[Records drawn from a dataset]
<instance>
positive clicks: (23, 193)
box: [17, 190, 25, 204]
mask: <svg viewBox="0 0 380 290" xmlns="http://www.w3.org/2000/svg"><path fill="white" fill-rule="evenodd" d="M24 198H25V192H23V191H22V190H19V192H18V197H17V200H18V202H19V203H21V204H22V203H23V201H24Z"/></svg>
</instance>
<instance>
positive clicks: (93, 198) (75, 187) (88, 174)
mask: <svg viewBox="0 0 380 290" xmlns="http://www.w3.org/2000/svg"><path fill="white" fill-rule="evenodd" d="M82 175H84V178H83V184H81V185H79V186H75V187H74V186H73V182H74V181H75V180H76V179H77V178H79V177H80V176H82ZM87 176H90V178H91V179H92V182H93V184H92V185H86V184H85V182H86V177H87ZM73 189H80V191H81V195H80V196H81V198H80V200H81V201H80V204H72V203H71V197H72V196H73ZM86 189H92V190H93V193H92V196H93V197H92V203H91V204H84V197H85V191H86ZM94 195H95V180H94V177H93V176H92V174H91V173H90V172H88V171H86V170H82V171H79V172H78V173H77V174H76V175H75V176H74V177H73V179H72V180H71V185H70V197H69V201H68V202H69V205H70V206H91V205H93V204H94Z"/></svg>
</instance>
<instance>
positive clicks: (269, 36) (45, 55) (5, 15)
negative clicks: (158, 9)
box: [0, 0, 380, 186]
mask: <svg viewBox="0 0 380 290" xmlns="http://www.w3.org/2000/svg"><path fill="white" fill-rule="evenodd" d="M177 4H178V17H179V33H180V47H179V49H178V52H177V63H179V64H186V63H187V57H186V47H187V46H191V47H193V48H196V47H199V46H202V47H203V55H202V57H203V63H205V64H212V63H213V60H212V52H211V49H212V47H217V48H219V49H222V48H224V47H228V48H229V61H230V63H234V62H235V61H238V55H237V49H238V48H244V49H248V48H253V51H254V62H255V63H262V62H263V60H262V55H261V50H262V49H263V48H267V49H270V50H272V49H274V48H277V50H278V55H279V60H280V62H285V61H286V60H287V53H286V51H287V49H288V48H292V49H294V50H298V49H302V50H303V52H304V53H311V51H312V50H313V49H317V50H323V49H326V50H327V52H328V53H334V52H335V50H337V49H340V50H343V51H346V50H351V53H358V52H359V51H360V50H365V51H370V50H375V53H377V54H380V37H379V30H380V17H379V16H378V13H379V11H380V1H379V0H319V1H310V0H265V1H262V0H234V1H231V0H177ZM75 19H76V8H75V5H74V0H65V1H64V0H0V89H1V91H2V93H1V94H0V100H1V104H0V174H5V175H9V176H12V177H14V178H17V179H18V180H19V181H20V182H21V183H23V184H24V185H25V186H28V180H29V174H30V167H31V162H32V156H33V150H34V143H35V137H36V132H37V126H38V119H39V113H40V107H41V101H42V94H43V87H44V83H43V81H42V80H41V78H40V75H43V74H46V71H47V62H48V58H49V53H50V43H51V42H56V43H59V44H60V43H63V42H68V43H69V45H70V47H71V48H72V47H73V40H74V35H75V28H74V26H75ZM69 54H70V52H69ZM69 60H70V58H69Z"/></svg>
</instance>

Exercise details:
Look over the entries above. Copy every line that contains the word "clicks".

Output of the task:
positive clicks: (23, 193)
positive clicks: (93, 198) (75, 187) (88, 174)
positive clicks: (269, 36) (45, 55) (5, 15)
negative clicks: (158, 9)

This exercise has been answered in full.